Copie sem nenhuma alteração as linhas abaixo, desde a que contém "In the photograph above, where can the dark green" até a que contém "(1306, 867)", incluindo as duas.

| Dados do exercício |
◆ ◆ ◆ ◆ ◆

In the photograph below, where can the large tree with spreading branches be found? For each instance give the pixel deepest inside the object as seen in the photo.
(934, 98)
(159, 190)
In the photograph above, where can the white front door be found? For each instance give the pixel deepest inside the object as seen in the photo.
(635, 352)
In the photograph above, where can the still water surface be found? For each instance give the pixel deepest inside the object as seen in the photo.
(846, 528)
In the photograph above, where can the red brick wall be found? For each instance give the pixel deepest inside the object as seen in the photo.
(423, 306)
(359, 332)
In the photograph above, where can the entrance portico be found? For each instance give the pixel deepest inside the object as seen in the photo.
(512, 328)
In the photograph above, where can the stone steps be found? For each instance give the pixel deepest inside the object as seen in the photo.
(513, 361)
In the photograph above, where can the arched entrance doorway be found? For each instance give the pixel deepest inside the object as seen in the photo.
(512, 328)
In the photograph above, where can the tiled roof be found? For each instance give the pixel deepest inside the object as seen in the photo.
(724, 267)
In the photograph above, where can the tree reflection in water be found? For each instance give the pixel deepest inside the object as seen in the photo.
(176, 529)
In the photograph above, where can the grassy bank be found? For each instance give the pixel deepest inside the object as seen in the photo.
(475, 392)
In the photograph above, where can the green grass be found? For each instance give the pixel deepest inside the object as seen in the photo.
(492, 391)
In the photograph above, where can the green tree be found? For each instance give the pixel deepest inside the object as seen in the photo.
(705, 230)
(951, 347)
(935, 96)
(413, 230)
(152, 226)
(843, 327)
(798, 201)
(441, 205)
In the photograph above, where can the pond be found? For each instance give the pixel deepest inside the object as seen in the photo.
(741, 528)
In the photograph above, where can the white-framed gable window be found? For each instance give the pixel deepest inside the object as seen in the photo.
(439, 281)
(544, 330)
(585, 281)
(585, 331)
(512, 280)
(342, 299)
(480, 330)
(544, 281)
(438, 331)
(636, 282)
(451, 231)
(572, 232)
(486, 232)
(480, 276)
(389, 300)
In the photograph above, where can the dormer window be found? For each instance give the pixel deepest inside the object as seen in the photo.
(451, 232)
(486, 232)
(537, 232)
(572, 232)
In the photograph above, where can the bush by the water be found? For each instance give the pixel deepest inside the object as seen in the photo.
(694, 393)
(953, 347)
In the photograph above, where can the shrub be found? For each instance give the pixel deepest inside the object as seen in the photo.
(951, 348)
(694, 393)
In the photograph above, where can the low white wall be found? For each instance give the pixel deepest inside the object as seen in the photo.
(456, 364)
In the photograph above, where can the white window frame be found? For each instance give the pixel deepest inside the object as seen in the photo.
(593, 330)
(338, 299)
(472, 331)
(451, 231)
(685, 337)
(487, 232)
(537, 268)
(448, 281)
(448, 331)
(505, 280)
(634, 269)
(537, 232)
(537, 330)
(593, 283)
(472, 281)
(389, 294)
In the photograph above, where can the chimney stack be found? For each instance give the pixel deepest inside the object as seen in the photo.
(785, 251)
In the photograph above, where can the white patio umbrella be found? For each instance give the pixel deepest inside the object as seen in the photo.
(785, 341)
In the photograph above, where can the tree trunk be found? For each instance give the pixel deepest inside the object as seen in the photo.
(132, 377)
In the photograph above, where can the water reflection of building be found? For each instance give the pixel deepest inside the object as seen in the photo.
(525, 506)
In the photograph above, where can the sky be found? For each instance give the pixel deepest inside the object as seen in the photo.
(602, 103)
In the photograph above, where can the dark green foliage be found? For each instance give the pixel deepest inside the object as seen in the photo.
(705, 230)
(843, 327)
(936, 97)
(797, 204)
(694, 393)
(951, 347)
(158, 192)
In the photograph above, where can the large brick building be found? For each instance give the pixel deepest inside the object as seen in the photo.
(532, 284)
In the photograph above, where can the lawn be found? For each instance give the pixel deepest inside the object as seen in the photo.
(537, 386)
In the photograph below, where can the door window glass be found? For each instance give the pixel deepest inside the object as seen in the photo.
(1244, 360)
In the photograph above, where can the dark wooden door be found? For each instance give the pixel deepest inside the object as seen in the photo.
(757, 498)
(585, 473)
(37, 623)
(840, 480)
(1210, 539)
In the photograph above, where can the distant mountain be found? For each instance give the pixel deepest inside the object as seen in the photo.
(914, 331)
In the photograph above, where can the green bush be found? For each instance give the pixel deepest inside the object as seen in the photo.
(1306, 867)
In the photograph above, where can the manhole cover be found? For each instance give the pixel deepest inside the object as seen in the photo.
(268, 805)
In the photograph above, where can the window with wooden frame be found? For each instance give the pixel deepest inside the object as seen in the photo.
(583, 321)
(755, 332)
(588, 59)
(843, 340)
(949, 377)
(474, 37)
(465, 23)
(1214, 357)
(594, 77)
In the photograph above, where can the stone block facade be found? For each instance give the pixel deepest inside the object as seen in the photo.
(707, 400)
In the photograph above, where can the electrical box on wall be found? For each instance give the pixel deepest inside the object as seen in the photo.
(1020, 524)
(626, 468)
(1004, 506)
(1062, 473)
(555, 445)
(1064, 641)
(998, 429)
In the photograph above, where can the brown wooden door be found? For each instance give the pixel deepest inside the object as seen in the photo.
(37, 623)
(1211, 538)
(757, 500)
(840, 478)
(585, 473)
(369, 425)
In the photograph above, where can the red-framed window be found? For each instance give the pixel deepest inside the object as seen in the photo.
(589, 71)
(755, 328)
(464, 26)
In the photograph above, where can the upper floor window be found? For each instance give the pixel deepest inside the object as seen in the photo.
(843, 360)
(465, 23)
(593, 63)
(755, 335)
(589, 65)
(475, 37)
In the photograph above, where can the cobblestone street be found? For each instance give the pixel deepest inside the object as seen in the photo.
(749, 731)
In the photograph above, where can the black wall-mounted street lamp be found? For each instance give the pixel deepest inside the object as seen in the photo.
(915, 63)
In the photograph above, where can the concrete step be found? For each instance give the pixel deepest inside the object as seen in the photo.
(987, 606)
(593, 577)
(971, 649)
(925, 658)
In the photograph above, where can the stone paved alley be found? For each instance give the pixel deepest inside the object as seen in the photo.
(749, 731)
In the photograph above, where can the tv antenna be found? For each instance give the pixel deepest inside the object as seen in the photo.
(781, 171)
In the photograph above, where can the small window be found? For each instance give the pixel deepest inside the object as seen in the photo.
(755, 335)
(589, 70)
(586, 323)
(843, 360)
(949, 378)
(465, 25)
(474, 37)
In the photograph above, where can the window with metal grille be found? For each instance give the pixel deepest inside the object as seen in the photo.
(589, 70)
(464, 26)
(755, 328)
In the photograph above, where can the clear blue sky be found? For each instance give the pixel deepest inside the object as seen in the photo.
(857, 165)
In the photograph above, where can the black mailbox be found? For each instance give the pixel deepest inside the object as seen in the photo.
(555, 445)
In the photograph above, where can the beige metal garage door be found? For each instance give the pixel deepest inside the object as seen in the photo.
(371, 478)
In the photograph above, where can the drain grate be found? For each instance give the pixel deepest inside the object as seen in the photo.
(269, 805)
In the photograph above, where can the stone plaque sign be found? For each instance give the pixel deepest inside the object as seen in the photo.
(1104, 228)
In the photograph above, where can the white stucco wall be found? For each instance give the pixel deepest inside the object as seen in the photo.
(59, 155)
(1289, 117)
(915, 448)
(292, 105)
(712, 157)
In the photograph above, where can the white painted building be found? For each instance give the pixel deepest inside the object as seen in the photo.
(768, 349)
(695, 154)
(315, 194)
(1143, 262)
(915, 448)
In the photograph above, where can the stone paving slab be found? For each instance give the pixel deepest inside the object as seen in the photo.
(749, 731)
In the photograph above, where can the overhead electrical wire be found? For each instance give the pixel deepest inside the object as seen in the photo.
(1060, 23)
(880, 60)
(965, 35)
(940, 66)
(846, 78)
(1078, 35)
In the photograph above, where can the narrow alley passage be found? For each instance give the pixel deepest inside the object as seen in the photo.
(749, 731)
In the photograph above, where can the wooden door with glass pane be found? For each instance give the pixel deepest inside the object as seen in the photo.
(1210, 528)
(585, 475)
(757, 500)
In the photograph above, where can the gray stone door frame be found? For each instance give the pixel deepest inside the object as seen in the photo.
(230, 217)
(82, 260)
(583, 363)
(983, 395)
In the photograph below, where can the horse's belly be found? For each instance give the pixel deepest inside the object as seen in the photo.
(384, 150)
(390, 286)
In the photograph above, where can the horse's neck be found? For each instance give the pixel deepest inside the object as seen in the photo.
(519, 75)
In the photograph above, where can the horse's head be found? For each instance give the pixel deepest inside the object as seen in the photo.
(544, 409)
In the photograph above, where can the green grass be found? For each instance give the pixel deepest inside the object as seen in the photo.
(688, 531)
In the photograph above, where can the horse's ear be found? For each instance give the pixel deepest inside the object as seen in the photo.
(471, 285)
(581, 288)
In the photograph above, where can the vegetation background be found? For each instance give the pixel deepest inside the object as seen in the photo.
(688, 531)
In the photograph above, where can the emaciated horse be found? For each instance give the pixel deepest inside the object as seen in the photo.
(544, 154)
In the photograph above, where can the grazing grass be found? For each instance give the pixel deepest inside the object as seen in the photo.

◆ ◆ ◆ ◆ ◆

| Exercício resolvido |
In the photograph above, where can the dark green foliage be found? For each instance give the pixel deepest inside the object as seen in the photo.
(705, 230)
(843, 327)
(936, 97)
(797, 204)
(694, 393)
(951, 347)
(158, 192)
In the photograph above, where can the large brick building be found? For each instance give the pixel deepest inside the object as seen in the photo.
(532, 284)
In the photograph above, where can the lawn be found? For each instance give the pixel deepest inside the object as seen in the photo.
(537, 386)
In the photograph below, where can the door window glass be found? For each instance give the pixel deepest inside the object as seen in the photo.
(1244, 360)
In the photograph above, where can the dark wooden door be found? For each instance give the pixel deepest inside the object as seen in the photo.
(757, 498)
(585, 473)
(37, 623)
(840, 480)
(1210, 539)
In the photograph above, where can the distant mountain be found? For each instance give the pixel deepest inside the object as seen in the photo.
(914, 331)
In the photograph above, where can the green bush be found? For each instance give the pixel deepest inside the object as seen in the photo.
(1306, 867)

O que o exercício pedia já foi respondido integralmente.